What is needed ▸ A verbatim copy of the lines starting at the one with "Objective - one point per instance of the ceiling" and ending at the last line below is required; include nothing else.

Information supplied ▸
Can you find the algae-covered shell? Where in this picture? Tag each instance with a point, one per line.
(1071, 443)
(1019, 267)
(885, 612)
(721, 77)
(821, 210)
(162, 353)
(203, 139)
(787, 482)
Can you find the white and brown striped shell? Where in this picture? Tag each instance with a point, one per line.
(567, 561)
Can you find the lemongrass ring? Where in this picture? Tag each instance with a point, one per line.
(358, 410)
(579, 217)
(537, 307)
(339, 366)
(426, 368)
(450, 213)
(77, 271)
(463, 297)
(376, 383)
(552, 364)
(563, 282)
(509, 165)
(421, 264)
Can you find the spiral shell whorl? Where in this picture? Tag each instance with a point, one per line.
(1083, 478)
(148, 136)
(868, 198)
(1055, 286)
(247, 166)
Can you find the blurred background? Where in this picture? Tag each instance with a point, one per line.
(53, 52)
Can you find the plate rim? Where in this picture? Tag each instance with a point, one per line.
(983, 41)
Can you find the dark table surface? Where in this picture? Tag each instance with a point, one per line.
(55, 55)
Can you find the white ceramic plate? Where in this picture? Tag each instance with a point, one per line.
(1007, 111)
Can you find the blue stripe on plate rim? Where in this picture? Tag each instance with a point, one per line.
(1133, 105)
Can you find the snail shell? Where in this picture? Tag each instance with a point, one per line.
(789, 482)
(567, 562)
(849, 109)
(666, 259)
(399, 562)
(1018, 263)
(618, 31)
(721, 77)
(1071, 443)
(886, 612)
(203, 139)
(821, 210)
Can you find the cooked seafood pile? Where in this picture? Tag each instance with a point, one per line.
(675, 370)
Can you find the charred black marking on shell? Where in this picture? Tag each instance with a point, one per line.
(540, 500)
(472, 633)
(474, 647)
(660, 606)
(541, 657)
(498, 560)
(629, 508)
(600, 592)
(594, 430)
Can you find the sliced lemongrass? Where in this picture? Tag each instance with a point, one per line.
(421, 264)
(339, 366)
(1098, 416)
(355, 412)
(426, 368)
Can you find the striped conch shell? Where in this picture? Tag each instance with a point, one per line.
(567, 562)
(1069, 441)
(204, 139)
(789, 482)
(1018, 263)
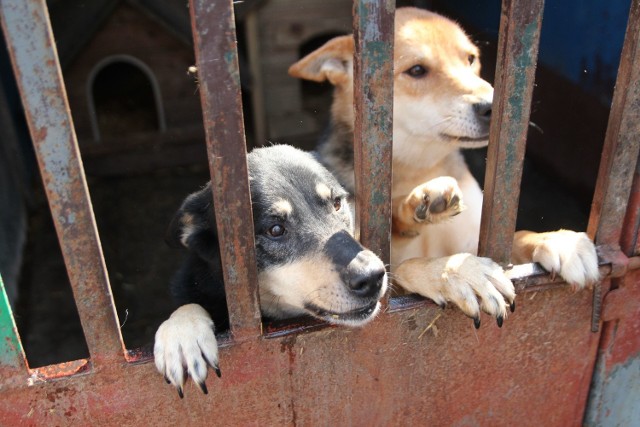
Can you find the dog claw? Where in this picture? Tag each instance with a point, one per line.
(203, 387)
(421, 212)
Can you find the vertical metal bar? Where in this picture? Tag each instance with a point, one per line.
(621, 144)
(620, 152)
(520, 24)
(373, 131)
(219, 77)
(35, 62)
(11, 353)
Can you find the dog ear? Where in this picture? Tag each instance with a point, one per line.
(329, 62)
(194, 226)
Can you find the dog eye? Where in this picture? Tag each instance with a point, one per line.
(417, 71)
(337, 203)
(276, 231)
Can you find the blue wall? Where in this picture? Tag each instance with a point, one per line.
(581, 39)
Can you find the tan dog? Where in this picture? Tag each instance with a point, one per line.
(440, 106)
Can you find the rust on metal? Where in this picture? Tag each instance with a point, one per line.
(59, 370)
(391, 372)
(515, 72)
(12, 360)
(373, 129)
(218, 74)
(32, 49)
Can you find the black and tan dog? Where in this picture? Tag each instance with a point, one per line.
(307, 261)
(441, 105)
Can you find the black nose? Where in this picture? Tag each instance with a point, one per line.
(483, 111)
(366, 284)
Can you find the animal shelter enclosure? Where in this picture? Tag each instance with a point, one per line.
(557, 361)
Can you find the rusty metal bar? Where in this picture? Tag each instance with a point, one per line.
(32, 49)
(621, 145)
(219, 78)
(373, 132)
(520, 24)
(630, 242)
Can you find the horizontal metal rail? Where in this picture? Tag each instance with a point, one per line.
(35, 62)
(219, 78)
(518, 41)
(373, 129)
(620, 153)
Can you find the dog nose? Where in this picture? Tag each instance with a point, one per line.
(367, 284)
(482, 111)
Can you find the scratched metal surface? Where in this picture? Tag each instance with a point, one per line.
(518, 41)
(32, 49)
(373, 129)
(615, 390)
(414, 367)
(421, 366)
(621, 146)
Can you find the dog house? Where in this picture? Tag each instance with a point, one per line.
(560, 359)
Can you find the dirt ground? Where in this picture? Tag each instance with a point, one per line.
(132, 213)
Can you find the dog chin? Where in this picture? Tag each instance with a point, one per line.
(356, 317)
(466, 141)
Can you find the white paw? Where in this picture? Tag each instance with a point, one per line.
(185, 345)
(570, 254)
(436, 200)
(472, 283)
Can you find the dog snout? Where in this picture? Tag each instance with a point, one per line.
(482, 110)
(366, 284)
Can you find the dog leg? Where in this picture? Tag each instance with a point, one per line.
(185, 344)
(565, 252)
(470, 282)
(433, 202)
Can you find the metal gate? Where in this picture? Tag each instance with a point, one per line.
(397, 371)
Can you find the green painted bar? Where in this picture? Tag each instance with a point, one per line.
(11, 354)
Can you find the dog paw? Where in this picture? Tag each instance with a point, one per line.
(471, 283)
(185, 345)
(435, 200)
(570, 254)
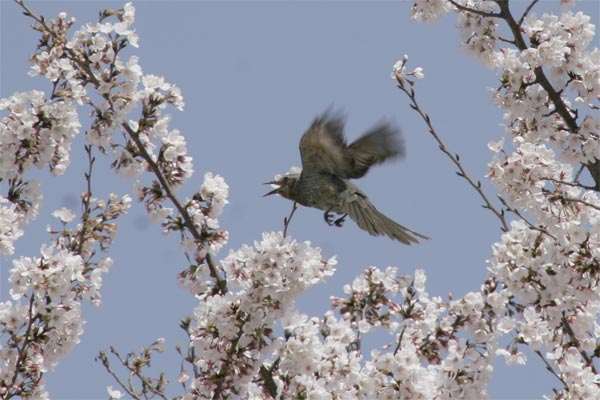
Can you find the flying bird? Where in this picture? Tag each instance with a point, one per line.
(328, 164)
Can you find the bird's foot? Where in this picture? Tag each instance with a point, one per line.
(340, 221)
(331, 221)
(328, 217)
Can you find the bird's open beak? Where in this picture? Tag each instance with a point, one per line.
(274, 191)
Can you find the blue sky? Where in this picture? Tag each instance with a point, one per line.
(253, 76)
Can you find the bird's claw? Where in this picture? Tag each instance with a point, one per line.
(329, 218)
(340, 221)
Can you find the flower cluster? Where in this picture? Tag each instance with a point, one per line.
(233, 331)
(544, 273)
(43, 321)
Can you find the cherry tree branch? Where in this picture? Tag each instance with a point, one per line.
(454, 158)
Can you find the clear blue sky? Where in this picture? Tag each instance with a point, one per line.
(253, 76)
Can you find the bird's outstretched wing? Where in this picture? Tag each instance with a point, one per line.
(366, 216)
(323, 147)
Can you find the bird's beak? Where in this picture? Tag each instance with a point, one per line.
(274, 191)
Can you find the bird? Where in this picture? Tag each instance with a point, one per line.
(328, 164)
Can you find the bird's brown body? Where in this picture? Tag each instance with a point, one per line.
(328, 164)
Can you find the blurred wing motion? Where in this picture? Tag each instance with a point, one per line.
(366, 216)
(323, 147)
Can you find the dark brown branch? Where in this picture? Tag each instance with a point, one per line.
(473, 11)
(189, 223)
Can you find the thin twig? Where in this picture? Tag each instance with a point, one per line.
(286, 221)
(454, 158)
(189, 223)
(526, 12)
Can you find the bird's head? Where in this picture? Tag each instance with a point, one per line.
(283, 184)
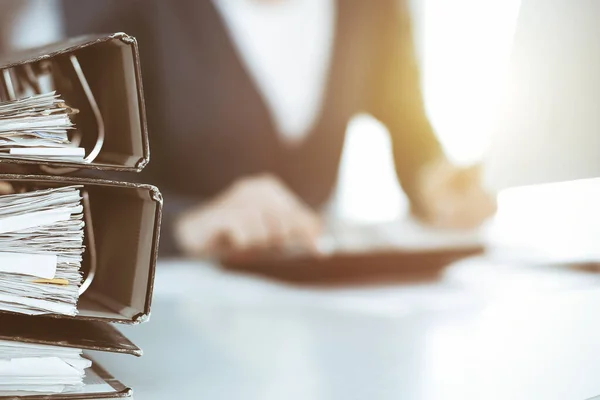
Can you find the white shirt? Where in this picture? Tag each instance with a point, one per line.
(286, 47)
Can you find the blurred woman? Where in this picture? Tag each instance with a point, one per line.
(248, 103)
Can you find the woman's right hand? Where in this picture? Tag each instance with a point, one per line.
(254, 213)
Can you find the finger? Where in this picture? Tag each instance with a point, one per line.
(236, 232)
(279, 230)
(307, 230)
(257, 229)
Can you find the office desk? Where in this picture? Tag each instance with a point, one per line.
(218, 336)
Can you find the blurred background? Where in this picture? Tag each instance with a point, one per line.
(512, 86)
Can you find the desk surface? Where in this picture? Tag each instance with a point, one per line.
(213, 335)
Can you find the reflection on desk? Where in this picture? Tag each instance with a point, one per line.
(216, 335)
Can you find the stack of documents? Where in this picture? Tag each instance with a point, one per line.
(35, 368)
(41, 248)
(36, 128)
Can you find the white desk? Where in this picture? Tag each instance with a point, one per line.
(218, 336)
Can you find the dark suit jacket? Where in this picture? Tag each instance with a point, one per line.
(209, 124)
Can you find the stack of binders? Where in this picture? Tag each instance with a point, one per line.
(77, 253)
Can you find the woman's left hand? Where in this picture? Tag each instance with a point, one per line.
(453, 197)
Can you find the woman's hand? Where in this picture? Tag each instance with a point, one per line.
(255, 213)
(453, 197)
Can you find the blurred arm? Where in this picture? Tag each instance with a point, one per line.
(396, 98)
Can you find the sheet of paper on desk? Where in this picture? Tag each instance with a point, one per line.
(405, 235)
(41, 249)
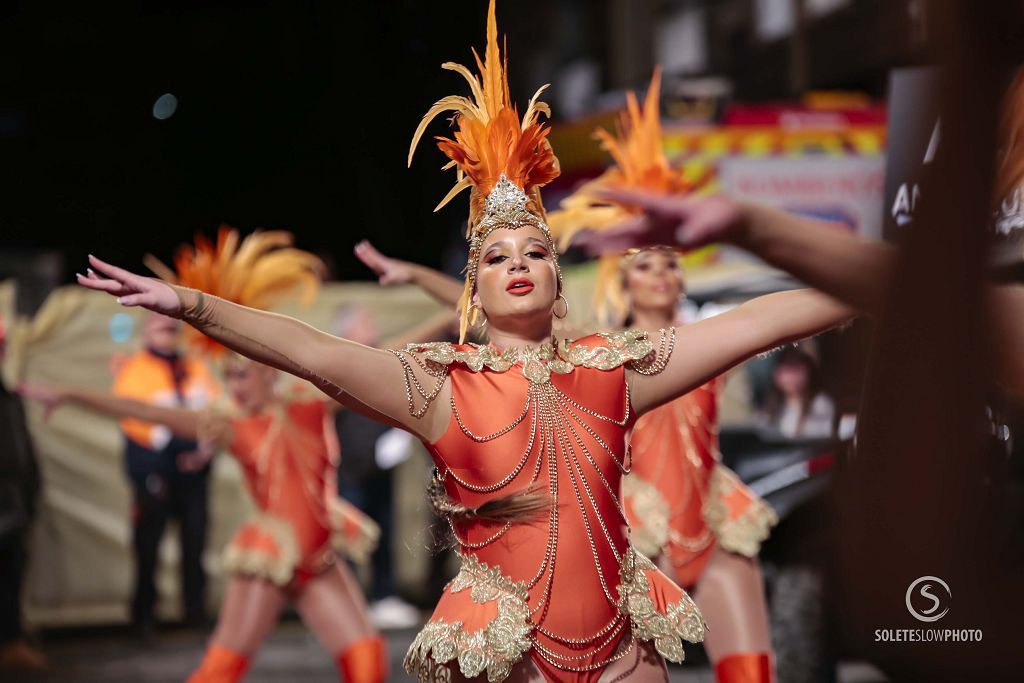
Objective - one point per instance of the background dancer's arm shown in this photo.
(708, 348)
(820, 254)
(441, 287)
(833, 260)
(181, 422)
(366, 379)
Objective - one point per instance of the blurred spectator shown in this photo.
(19, 484)
(795, 403)
(365, 479)
(168, 475)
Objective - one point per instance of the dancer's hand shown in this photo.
(50, 398)
(131, 290)
(389, 270)
(685, 221)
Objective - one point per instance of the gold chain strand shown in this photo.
(590, 537)
(592, 413)
(411, 381)
(612, 629)
(593, 463)
(573, 463)
(588, 668)
(662, 356)
(477, 546)
(600, 441)
(488, 488)
(501, 432)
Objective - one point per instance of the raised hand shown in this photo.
(389, 270)
(685, 221)
(131, 290)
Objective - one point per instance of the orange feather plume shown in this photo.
(491, 140)
(640, 163)
(258, 270)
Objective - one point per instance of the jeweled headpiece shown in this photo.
(502, 159)
(257, 270)
(640, 163)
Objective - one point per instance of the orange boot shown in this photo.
(745, 668)
(364, 662)
(220, 666)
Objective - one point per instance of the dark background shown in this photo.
(297, 115)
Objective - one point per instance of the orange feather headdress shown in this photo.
(639, 163)
(257, 270)
(503, 159)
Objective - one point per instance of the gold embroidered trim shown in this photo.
(538, 364)
(681, 621)
(495, 649)
(649, 528)
(250, 561)
(498, 647)
(741, 535)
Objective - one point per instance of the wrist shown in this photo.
(743, 231)
(190, 303)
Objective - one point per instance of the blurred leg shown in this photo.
(332, 605)
(248, 614)
(730, 593)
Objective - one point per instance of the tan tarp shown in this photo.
(81, 569)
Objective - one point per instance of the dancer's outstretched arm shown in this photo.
(180, 421)
(819, 254)
(369, 380)
(443, 288)
(846, 266)
(708, 348)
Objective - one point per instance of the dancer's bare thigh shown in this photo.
(333, 606)
(248, 613)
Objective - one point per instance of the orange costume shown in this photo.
(680, 500)
(286, 452)
(535, 452)
(564, 588)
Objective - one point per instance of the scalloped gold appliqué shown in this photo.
(538, 364)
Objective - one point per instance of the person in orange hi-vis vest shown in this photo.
(528, 433)
(168, 474)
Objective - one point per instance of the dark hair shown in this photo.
(775, 401)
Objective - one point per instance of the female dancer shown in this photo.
(285, 552)
(528, 433)
(686, 510)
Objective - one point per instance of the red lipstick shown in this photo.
(519, 287)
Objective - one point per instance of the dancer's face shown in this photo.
(653, 281)
(251, 384)
(515, 276)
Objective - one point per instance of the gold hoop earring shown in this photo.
(566, 302)
(479, 316)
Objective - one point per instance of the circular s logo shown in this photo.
(933, 604)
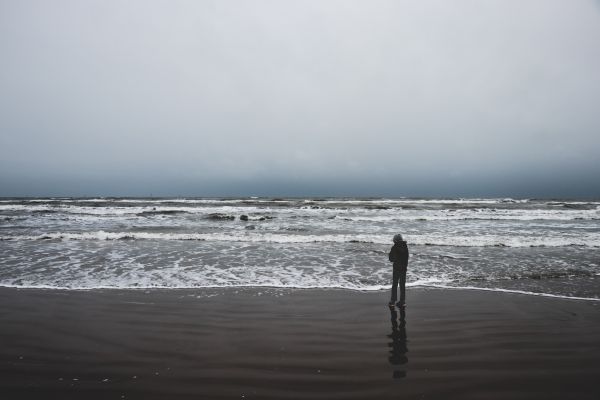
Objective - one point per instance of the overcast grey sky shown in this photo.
(435, 98)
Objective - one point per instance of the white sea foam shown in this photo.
(524, 292)
(587, 240)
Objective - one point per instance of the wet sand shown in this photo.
(295, 344)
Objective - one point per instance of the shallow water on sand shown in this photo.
(532, 246)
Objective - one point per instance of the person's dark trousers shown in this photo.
(399, 278)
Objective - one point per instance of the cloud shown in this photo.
(201, 97)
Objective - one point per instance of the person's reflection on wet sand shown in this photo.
(398, 347)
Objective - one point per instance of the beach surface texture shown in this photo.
(286, 298)
(295, 344)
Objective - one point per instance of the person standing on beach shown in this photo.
(399, 256)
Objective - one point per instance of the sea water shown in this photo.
(537, 247)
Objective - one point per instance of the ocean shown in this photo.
(535, 247)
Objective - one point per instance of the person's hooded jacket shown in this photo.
(399, 254)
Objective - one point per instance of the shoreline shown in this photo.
(295, 288)
(296, 344)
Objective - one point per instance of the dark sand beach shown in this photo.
(295, 344)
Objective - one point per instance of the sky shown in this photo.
(445, 98)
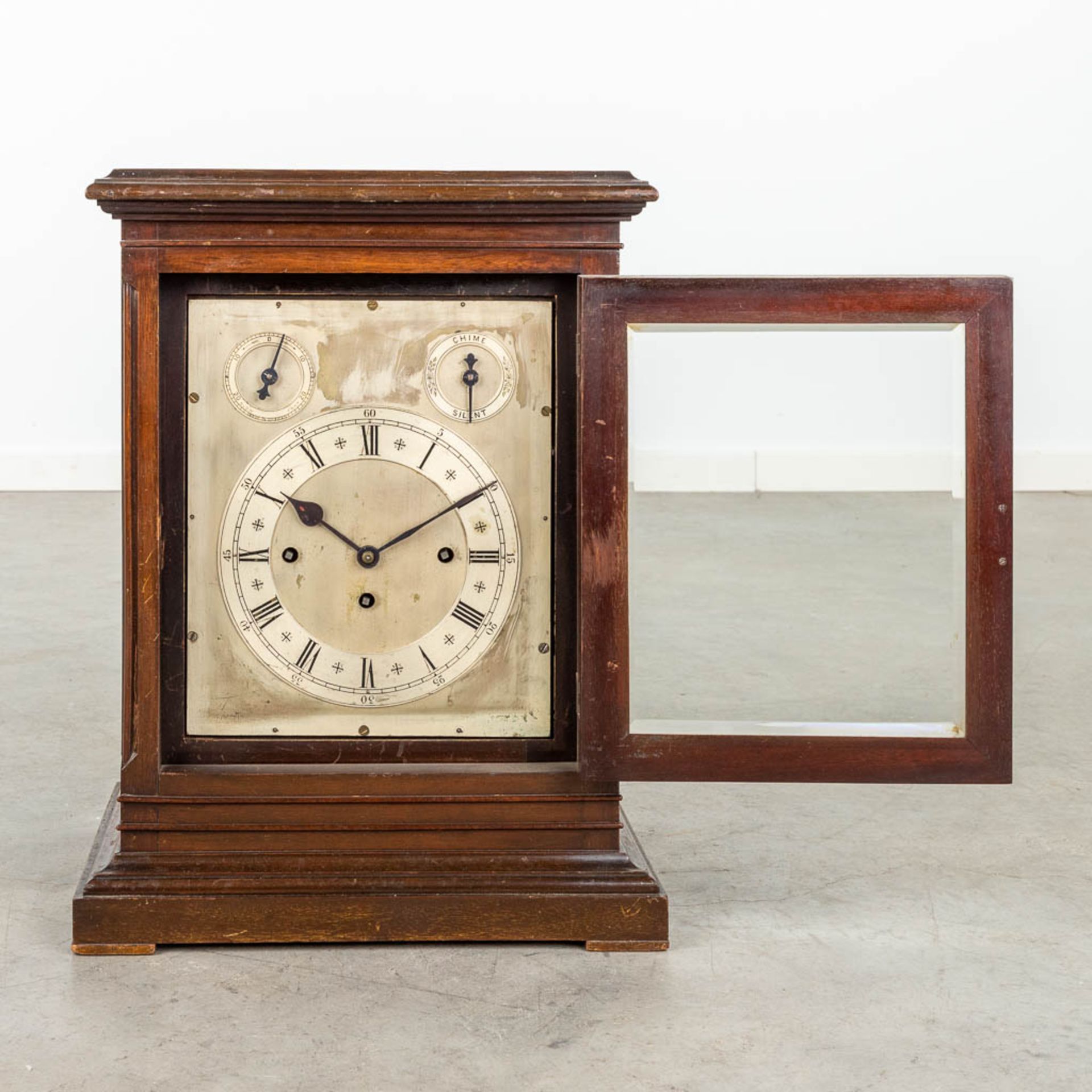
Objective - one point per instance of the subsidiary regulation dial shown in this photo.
(269, 377)
(470, 376)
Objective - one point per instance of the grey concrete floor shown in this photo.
(824, 937)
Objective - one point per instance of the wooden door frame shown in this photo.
(607, 308)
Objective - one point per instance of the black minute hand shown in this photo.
(425, 523)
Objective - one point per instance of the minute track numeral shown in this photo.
(485, 557)
(313, 453)
(309, 655)
(468, 614)
(370, 439)
(267, 612)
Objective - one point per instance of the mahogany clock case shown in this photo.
(257, 839)
(179, 747)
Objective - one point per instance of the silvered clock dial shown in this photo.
(369, 557)
(369, 533)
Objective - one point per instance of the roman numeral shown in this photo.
(268, 612)
(308, 656)
(465, 613)
(370, 439)
(313, 453)
(485, 557)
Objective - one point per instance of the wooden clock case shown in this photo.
(317, 840)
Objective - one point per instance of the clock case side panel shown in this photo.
(177, 747)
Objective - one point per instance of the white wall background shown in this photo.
(793, 138)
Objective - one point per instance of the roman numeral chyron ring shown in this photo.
(364, 477)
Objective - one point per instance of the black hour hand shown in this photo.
(311, 515)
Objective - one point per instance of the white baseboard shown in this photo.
(840, 471)
(90, 471)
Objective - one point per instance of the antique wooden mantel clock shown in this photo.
(376, 622)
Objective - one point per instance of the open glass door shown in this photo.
(795, 508)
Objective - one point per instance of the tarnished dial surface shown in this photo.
(470, 376)
(269, 377)
(320, 591)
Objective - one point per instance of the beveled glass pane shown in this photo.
(796, 533)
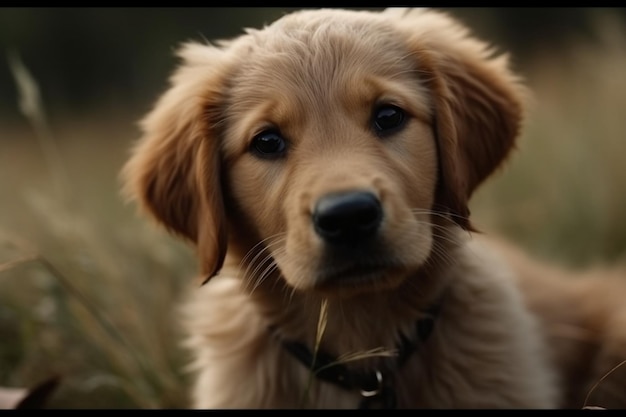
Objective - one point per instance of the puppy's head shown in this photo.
(329, 142)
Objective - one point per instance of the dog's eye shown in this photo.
(268, 144)
(388, 118)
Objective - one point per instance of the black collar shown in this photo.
(375, 386)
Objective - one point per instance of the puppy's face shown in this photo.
(323, 145)
(330, 155)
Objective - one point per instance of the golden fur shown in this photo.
(318, 79)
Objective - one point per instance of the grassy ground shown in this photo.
(87, 288)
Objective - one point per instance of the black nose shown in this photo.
(347, 217)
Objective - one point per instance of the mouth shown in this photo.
(360, 277)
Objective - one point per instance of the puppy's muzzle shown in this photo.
(347, 217)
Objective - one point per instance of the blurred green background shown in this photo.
(89, 290)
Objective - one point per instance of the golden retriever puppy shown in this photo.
(322, 166)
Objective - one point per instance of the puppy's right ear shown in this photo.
(174, 169)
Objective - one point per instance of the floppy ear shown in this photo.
(477, 103)
(174, 169)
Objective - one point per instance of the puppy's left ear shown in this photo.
(174, 169)
(477, 103)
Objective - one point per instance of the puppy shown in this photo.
(322, 167)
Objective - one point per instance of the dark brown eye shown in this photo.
(268, 144)
(387, 119)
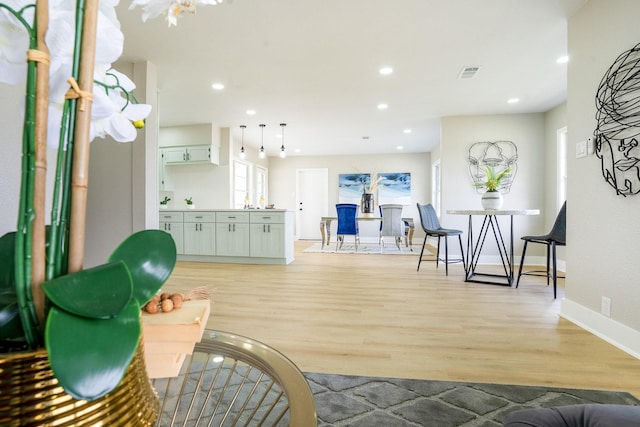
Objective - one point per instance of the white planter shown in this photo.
(492, 200)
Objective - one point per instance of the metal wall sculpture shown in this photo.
(618, 127)
(500, 155)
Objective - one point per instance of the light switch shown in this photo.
(581, 149)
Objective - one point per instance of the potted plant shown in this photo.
(369, 186)
(492, 198)
(75, 330)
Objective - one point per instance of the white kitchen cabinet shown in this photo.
(232, 233)
(173, 223)
(199, 233)
(267, 234)
(189, 154)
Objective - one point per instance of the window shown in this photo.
(435, 186)
(562, 167)
(241, 189)
(261, 195)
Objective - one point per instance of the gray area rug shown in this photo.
(344, 400)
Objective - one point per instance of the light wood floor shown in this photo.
(376, 315)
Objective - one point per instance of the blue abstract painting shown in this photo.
(395, 188)
(351, 185)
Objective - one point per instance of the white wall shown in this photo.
(526, 131)
(123, 178)
(282, 179)
(602, 228)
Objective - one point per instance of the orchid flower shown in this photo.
(171, 8)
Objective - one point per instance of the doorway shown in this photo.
(312, 199)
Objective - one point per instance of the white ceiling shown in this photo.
(314, 65)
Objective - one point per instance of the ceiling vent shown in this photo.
(468, 72)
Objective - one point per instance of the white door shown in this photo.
(312, 199)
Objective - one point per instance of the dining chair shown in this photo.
(556, 237)
(347, 223)
(431, 226)
(392, 224)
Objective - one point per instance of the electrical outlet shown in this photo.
(605, 306)
(589, 145)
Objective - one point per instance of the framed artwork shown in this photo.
(394, 188)
(351, 186)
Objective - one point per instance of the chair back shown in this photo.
(392, 224)
(559, 231)
(428, 217)
(347, 223)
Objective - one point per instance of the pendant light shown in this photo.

Answer ▸
Objective - one point per instance of the ceiling vent shown in this photo.
(468, 72)
Objective - one point per instance of the white door shown in this photo.
(312, 199)
Objective - one point per instance of the dining chair shown in this photo.
(556, 237)
(347, 223)
(431, 226)
(392, 224)
Objective - one point per instance of the electrical outlet shown in this photo.
(605, 306)
(589, 145)
Objective - one point per instance of the framed artwork shown in this photo.
(394, 188)
(351, 186)
Objective - one point per instance of the chair back shown in this photo.
(392, 224)
(559, 231)
(428, 217)
(347, 223)
Objective - one point per instance of the pendant light shown in this photo.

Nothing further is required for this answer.